--- begin ---

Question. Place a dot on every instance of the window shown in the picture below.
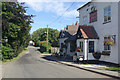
(85, 20)
(93, 16)
(107, 47)
(91, 46)
(72, 46)
(81, 46)
(107, 14)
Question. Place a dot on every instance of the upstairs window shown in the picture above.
(85, 20)
(107, 14)
(93, 16)
(91, 46)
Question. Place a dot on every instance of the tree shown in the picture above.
(15, 25)
(40, 35)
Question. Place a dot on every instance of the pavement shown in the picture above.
(35, 65)
(96, 68)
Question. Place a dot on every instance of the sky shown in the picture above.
(54, 13)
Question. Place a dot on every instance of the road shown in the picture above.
(32, 65)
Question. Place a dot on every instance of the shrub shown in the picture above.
(7, 52)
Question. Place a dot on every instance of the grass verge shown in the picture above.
(46, 53)
(21, 54)
(113, 68)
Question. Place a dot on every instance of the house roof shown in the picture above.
(64, 34)
(88, 32)
(72, 29)
(72, 38)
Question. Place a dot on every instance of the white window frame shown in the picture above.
(108, 47)
(81, 45)
(85, 20)
(107, 13)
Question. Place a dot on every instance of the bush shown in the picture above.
(7, 52)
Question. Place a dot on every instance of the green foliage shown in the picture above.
(40, 35)
(15, 26)
(7, 52)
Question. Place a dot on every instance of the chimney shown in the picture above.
(77, 23)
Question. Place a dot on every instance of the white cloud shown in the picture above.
(53, 6)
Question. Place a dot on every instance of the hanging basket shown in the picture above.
(79, 50)
(97, 55)
(109, 42)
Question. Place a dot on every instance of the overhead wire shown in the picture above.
(62, 14)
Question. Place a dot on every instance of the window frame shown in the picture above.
(93, 47)
(81, 45)
(107, 47)
(85, 20)
(92, 17)
(107, 14)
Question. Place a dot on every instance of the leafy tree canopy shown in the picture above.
(15, 26)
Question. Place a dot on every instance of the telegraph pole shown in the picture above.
(47, 37)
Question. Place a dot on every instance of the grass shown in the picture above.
(21, 54)
(46, 53)
(114, 68)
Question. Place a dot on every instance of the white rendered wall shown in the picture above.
(119, 33)
(61, 40)
(104, 29)
(68, 50)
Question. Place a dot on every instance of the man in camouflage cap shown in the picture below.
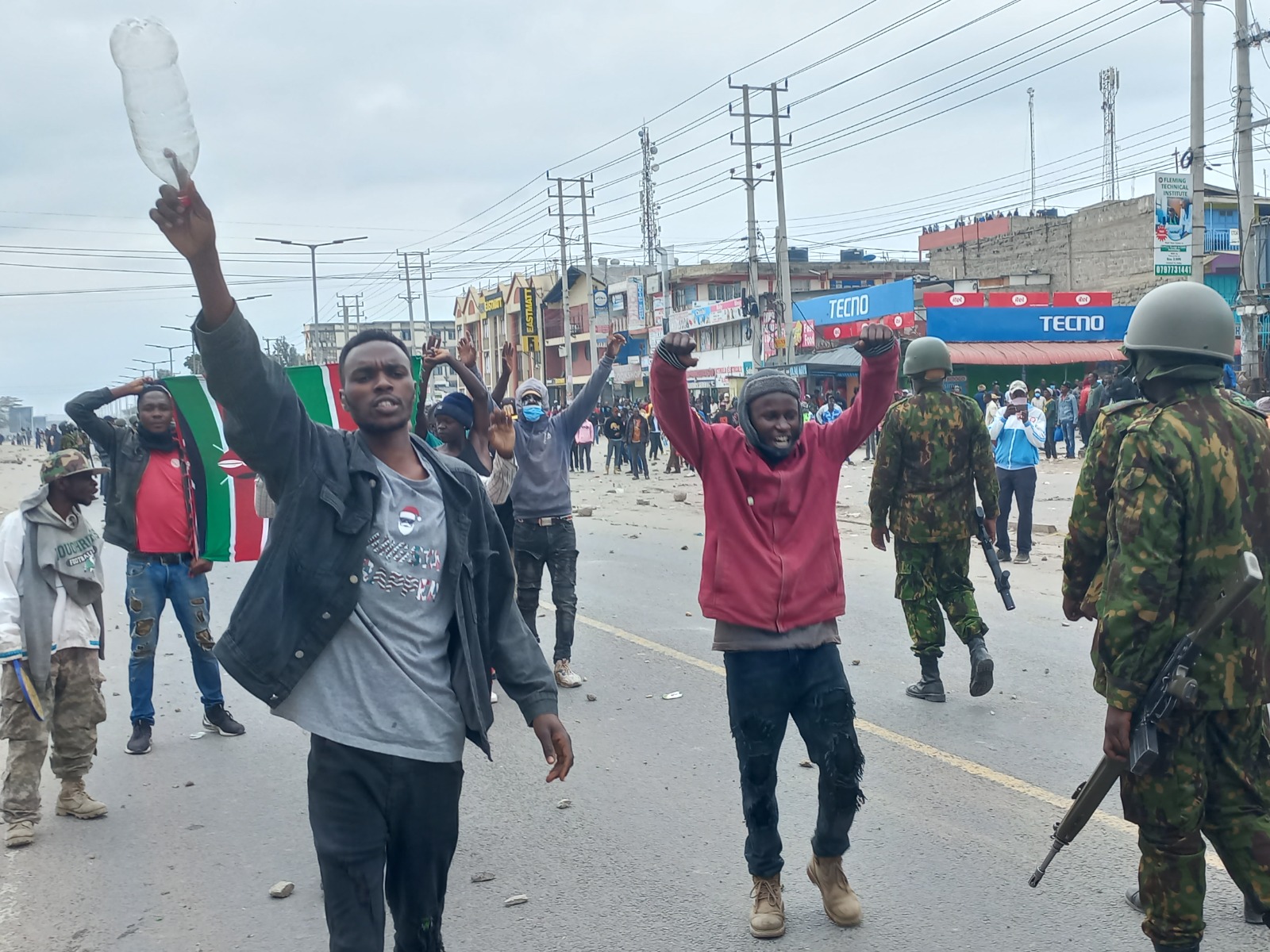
(50, 644)
(1191, 494)
(933, 454)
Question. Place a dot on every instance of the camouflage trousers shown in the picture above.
(930, 575)
(73, 708)
(1212, 780)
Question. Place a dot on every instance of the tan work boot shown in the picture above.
(19, 835)
(768, 917)
(565, 676)
(75, 801)
(841, 903)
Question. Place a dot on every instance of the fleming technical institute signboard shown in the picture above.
(1172, 234)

--- end ---

» **What to work on**
Rewrite every item above with "Place a dot on" replaced by "Mark" and everything else left as it is. Omit the pictures from your answer.

» **Answer for the task**
Question. Mark every instance of the window shown in the picture below.
(85, 20)
(93, 16)
(107, 47)
(91, 46)
(72, 46)
(81, 46)
(107, 14)
Question. Mark every instance of the upstairs window shown in the picture above.
(85, 20)
(107, 14)
(93, 16)
(91, 46)
Question. Mark every instance of the tree shown in the picture above.
(15, 25)
(40, 35)
Question. Mark every instance of the pavement shown in the picture above.
(35, 65)
(96, 68)
Question. Mark every instance of the sky shown in the picture above.
(54, 13)
Question. Mark every instance of the road shown in the picture above.
(32, 65)
Question. Mark every instance of the shrub shown in the picture above.
(7, 52)
Question. Mark every instance of the grass verge shown in the picture above.
(46, 53)
(21, 54)
(113, 68)
Question. Mark every instance of the house roof shown in the picture above.
(64, 34)
(88, 32)
(72, 29)
(72, 38)
Question. Mark every instance of the white window frame shown in the picture above.
(108, 47)
(81, 45)
(85, 20)
(107, 13)
Question. Mark every instance of the bush shown in the picture above.
(7, 52)
Question. Mark every instance of the green foliage shown in the picture above.
(40, 35)
(15, 26)
(7, 52)
Question. Mark every instance of the chimney shown in the picture above.
(77, 23)
Question. Mark every instance of the white cloud shown in the picture above.
(53, 6)
Question. Mark every instance of the hanging basket shown in the picture above.
(79, 50)
(97, 55)
(109, 42)
Question. Mark every instance of the overhead wire shown in the picture above.
(62, 14)
Question. Mark every instance of the window frame shown in the picture above.
(93, 47)
(81, 45)
(107, 47)
(85, 20)
(92, 17)
(107, 14)
Question. Mark every instance of the leafy tree canopy shown in the picture above.
(15, 26)
Question. Mark every instance of the telegraph pole shown in the picture above.
(47, 37)
Question. Mark every instance of the grass shown in the picture above.
(21, 54)
(46, 53)
(114, 68)
Question. Mark every instance of the white rendered wall shown in the picture above.
(119, 33)
(61, 40)
(104, 29)
(68, 50)
Question. Mark every instance of the man in camouflage cap shown in the picture below.
(50, 644)
(1191, 494)
(933, 454)
Question. Mark every instance of the camouflage trousers shown in the picture above.
(930, 575)
(73, 708)
(1212, 780)
Question. Mark every instance of the tan work boot shown in the picture above.
(19, 835)
(768, 917)
(565, 676)
(75, 801)
(841, 903)
Question. Mark every instance of the fleming technical institute signboard shown in the picture above.
(1172, 234)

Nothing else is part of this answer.